#### [Excerpt]
--------------------
When Rick Wakeman was in town we asked him what it was like to be the musical arranger of a major motion picture and how he came to appear in the same.
CREEM: Did you understand what Russell wanted from you when he asked you to score the film? Wakeman: Sure. Liszt was a bit of a rock and roller at heart, but he was a bit of a puritan on his sounds. I just had to upd.ate the guy’s music to fit his image. CREEM: Were you happy with the way the music worked in the film? Wakeman: I think that Lisztomania was a good way to bring the music of Liszt and Wagner to the attention of a lot of people that would probably never hear it otherwise. This version of Liszt might turn a whole lot of pedple onto the whole scene. I think I did a good job on the film and I am pleased with the results, but it wasn’t actually the kind of music I would have wanted to do if it weren’t for Lisztomania. When you’re doing music for a film, you’re doing a job, you’re doing what you think is right for the film.
CREEM: Was there anything that you were dissatisfied with?
--------------------
Annotated photo localization data:
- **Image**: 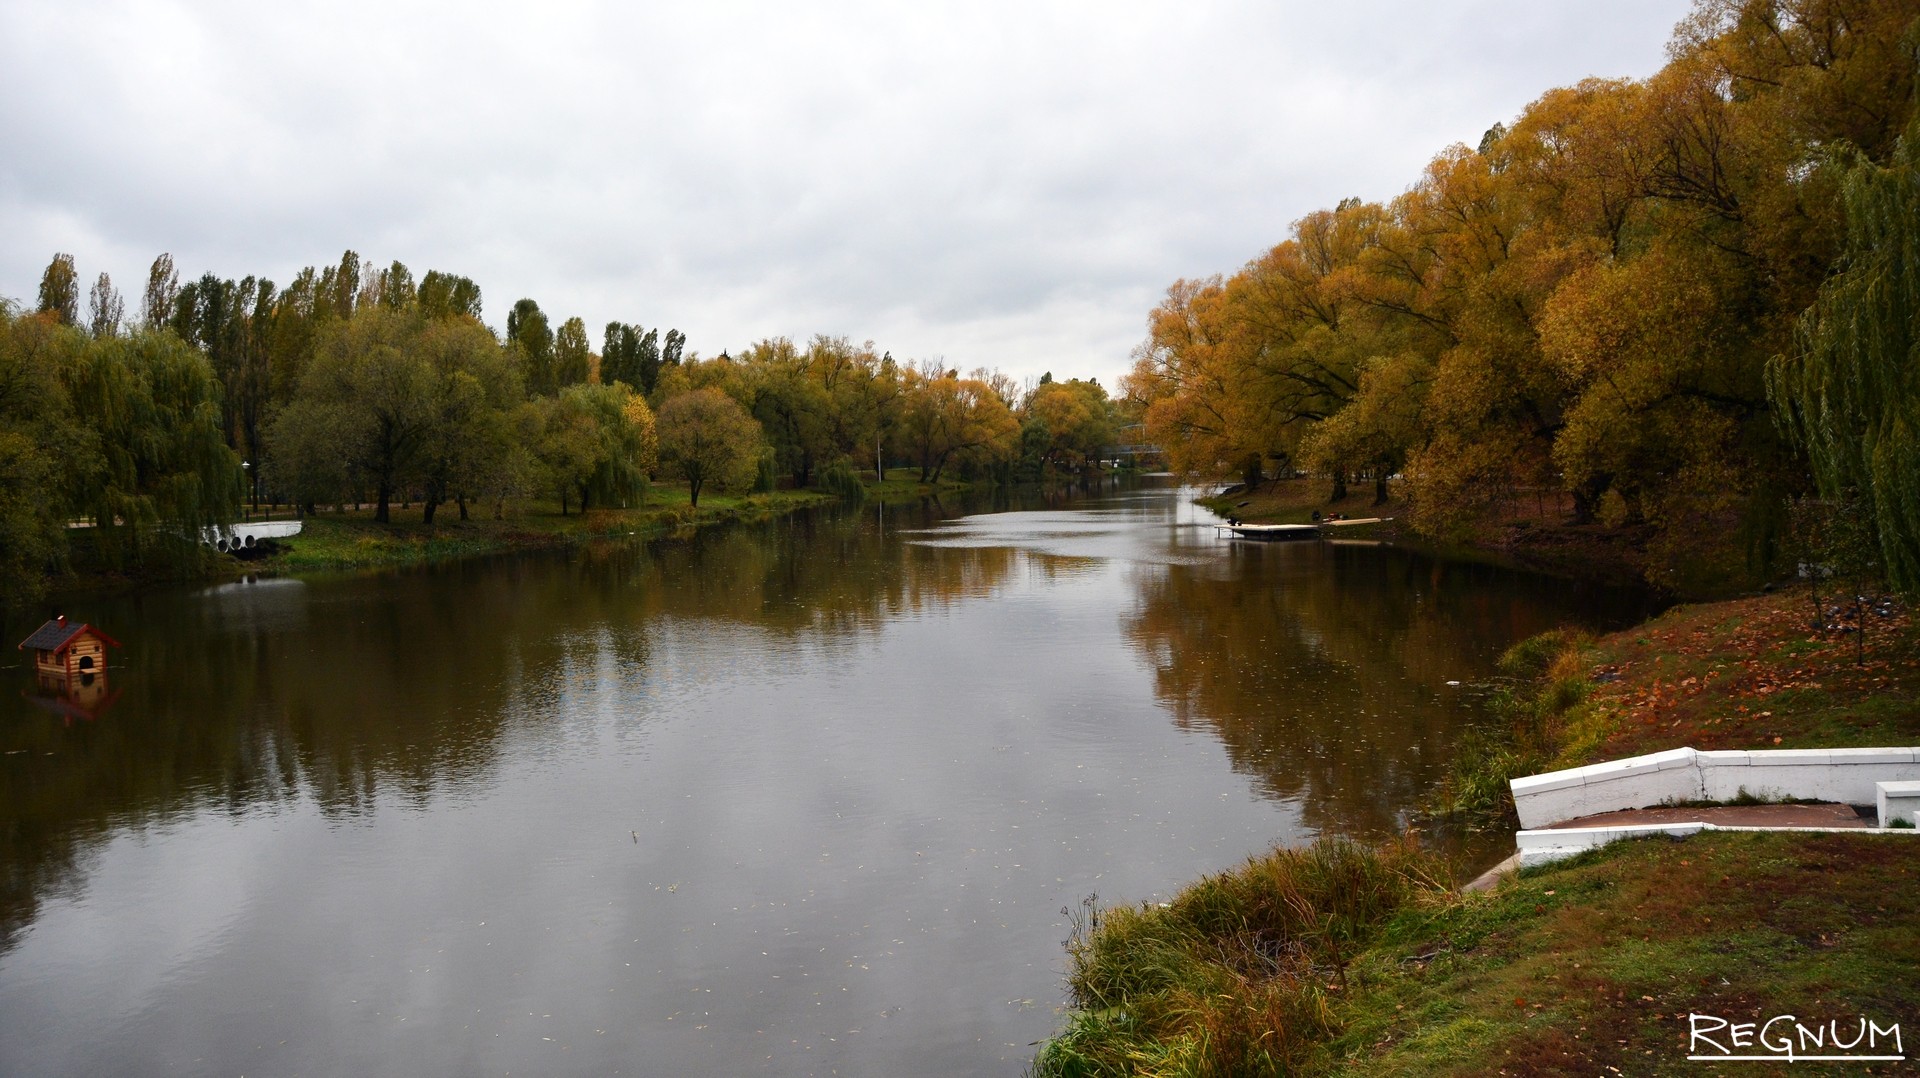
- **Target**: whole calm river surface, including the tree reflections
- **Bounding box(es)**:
[0,480,1638,1076]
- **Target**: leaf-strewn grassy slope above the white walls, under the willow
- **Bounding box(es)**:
[1442,586,1920,821]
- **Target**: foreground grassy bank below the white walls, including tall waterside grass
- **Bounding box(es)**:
[1033,832,1920,1078]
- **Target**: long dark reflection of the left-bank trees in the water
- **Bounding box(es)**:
[0,505,1016,947]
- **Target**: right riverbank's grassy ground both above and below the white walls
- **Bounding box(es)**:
[1039,586,1920,1076]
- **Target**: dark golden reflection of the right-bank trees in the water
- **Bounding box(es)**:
[1125,544,1651,832]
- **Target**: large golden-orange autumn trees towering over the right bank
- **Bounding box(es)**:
[1125,0,1920,578]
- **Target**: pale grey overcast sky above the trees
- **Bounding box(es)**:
[0,0,1690,386]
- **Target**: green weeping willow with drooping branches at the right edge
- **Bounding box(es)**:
[1766,123,1920,596]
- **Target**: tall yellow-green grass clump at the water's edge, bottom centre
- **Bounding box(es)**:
[1033,838,1444,1078]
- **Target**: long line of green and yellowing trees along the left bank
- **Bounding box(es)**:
[0,250,1123,596]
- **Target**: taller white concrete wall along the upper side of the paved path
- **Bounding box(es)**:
[1511,747,1920,828]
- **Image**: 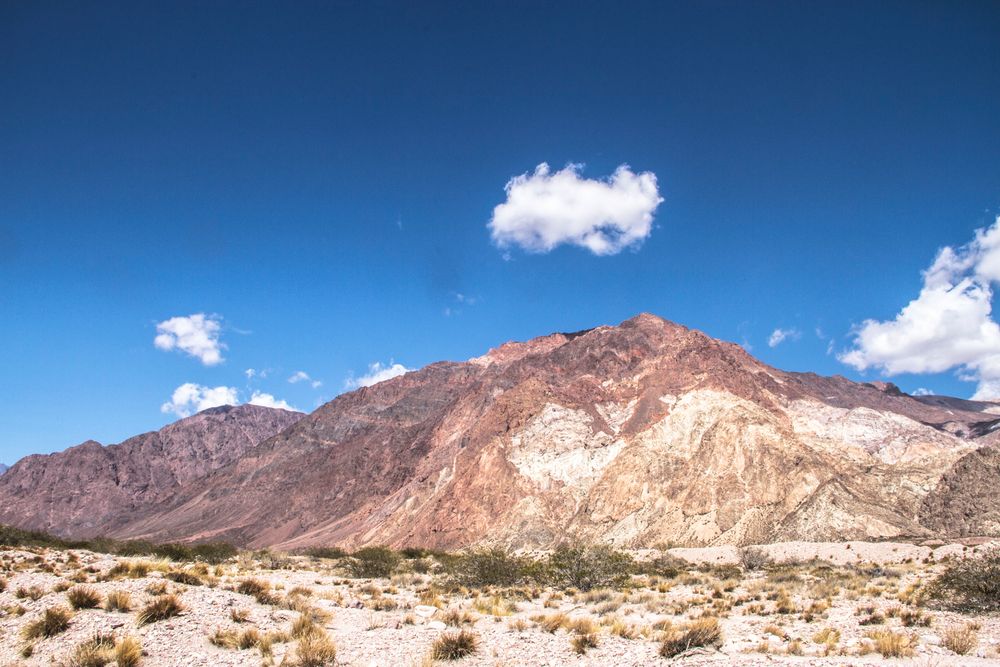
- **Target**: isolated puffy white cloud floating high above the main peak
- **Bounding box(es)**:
[488,162,663,255]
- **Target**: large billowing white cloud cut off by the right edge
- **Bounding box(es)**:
[838,217,1000,399]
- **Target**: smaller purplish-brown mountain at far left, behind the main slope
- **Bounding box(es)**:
[0,405,304,537]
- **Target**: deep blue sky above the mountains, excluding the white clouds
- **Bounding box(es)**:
[0,2,1000,463]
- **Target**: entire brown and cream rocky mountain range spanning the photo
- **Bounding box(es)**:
[0,314,1000,548]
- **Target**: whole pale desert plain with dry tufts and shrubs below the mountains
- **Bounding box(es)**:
[0,542,1000,667]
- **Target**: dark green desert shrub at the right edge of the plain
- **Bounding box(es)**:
[927,548,1000,614]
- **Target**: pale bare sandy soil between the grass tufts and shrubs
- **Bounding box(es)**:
[0,542,1000,667]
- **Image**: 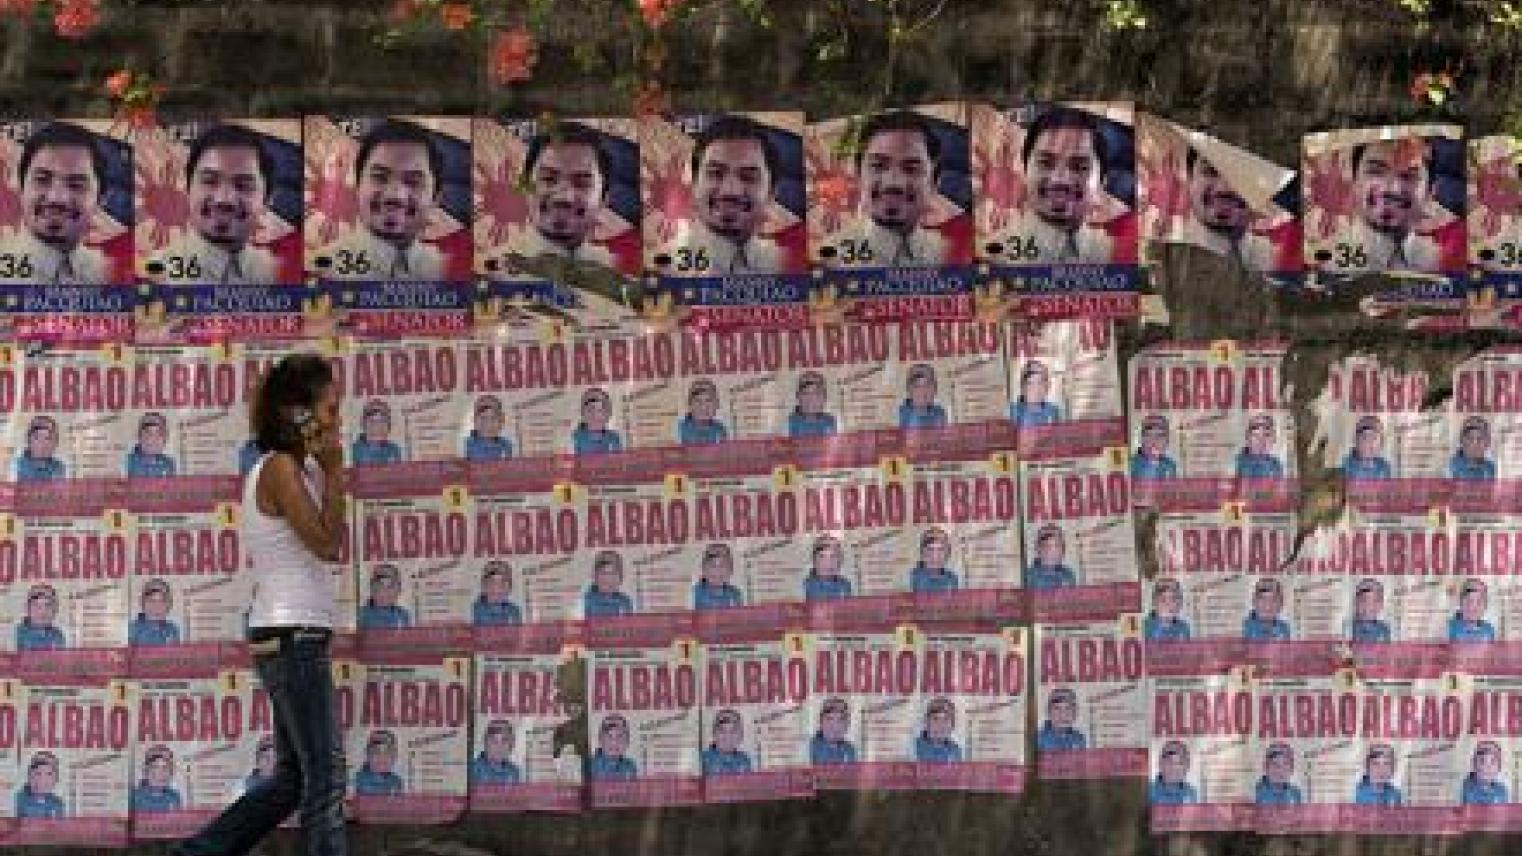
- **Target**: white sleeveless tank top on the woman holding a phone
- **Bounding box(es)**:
[240,452,338,628]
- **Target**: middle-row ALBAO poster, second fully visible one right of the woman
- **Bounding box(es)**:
[454,481,592,650]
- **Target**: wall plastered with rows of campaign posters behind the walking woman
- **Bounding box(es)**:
[0,1,1517,853]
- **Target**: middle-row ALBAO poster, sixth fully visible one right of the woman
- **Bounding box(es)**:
[901,454,1026,621]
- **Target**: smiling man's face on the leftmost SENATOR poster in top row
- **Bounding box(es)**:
[21,146,100,250]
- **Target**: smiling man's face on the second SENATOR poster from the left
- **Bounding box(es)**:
[186,146,268,250]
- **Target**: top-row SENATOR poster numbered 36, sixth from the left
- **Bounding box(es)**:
[804,102,974,321]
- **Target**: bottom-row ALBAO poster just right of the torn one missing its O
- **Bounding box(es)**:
[587,638,703,809]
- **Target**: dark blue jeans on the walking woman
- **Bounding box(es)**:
[174,629,349,856]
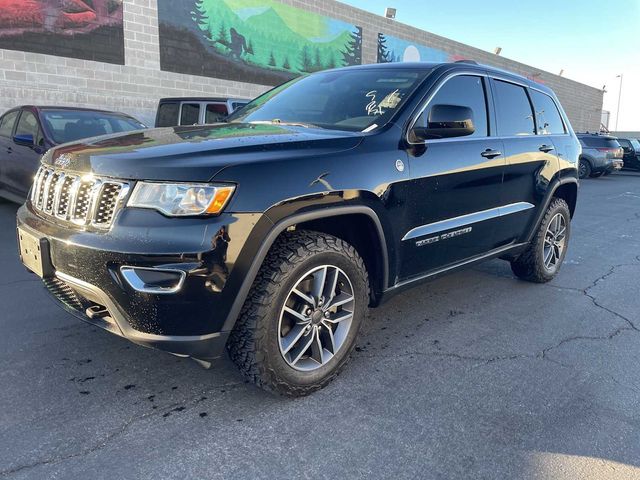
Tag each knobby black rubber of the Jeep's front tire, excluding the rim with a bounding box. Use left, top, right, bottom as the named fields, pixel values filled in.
left=227, top=230, right=369, bottom=397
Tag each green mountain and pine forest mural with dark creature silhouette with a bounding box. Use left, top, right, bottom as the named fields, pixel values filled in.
left=158, top=0, right=362, bottom=85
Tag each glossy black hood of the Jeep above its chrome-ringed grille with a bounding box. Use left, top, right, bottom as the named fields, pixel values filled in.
left=42, top=123, right=363, bottom=182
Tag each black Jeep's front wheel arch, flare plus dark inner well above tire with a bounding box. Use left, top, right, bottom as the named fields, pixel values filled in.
left=222, top=206, right=389, bottom=332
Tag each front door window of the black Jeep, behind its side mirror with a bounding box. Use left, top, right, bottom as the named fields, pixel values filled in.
left=416, top=75, right=489, bottom=137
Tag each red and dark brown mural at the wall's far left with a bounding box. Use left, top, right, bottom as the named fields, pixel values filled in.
left=0, top=0, right=124, bottom=64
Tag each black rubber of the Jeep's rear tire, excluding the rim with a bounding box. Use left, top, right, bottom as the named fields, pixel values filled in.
left=511, top=198, right=571, bottom=283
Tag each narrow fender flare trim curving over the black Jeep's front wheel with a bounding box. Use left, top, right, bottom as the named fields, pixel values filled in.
left=222, top=206, right=389, bottom=332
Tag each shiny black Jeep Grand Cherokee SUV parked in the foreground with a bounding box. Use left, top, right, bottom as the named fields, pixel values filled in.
left=17, top=62, right=580, bottom=395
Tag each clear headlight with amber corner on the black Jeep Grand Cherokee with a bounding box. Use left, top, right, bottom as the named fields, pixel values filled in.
left=127, top=182, right=235, bottom=216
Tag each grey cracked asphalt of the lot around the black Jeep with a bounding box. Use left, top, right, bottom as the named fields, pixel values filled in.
left=0, top=172, right=640, bottom=480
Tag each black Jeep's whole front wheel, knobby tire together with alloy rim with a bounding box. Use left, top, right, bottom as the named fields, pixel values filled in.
left=227, top=230, right=369, bottom=397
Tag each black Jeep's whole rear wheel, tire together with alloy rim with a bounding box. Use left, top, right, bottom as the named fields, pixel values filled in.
left=511, top=198, right=571, bottom=283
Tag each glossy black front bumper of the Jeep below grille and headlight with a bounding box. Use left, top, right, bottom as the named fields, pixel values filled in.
left=17, top=204, right=270, bottom=360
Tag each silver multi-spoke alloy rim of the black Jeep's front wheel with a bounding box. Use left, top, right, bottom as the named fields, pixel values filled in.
left=278, top=265, right=355, bottom=371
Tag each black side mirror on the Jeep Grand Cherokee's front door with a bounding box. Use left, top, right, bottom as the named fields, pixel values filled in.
left=412, top=105, right=476, bottom=140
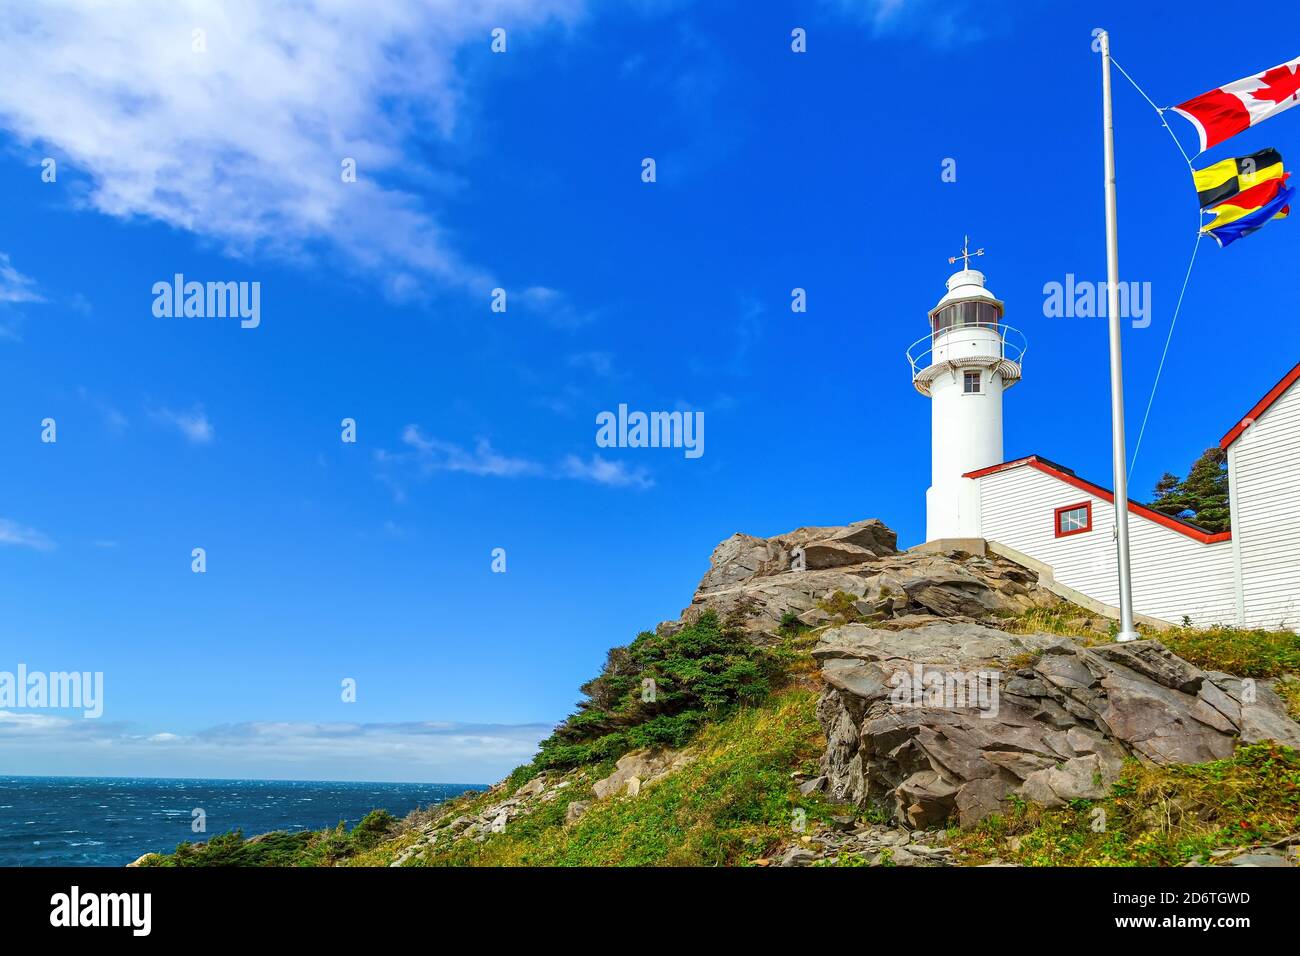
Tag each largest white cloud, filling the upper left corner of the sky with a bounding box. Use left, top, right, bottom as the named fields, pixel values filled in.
left=0, top=0, right=582, bottom=295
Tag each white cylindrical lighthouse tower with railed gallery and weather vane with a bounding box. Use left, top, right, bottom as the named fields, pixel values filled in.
left=907, top=237, right=1026, bottom=541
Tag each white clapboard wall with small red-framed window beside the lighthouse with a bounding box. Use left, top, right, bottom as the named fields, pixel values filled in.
left=971, top=464, right=1236, bottom=626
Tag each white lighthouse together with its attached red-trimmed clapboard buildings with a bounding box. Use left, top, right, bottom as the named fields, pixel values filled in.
left=907, top=261, right=1300, bottom=630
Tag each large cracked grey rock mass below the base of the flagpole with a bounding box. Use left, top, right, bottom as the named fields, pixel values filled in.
left=813, top=622, right=1300, bottom=827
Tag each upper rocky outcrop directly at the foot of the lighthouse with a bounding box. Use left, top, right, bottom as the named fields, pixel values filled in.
left=681, top=519, right=1061, bottom=639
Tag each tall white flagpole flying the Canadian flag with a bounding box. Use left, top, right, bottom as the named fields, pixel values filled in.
left=1100, top=31, right=1139, bottom=641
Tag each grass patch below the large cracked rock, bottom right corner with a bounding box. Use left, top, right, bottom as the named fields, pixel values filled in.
left=950, top=744, right=1300, bottom=866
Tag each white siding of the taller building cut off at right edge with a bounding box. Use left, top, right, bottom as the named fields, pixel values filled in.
left=1232, top=382, right=1300, bottom=630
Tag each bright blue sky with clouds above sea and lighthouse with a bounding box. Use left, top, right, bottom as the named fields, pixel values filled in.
left=0, top=0, right=1300, bottom=782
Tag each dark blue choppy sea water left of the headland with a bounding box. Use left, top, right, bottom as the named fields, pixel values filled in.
left=0, top=777, right=482, bottom=866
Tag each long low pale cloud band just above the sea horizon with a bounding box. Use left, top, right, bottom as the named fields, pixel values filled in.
left=0, top=710, right=551, bottom=783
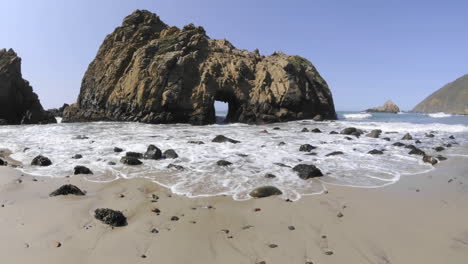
--------------------
#### [Problem 1]
In the interview, condense the paragraph beginning "CREEM: Did you understand what Russell wanted" into a short bulleted list that keeps its main facts.
#### [Problem 2]
According to the interview, the music of which two composers does Wakeman say Lisztomania would bring to many people's attention?

#### [Exercise solution 1]
- Wakeman understood what Russell wanted when asked to score the film.
- He described Liszt as a rock and roller at heart but a puritan about his sounds, so he updated Liszt's music to fit his image.
- He felt Lisztomania would bring the music of Liszt and Wagner to many people who might otherwise never hear it.
- He was pleased with his work and the results, though it wasn't the kind of music he would have chosen outside the film.
- He saw film scoring as a job: doing what is right for the film.

#### [Exercise solution 2]
Liszt and Wagner.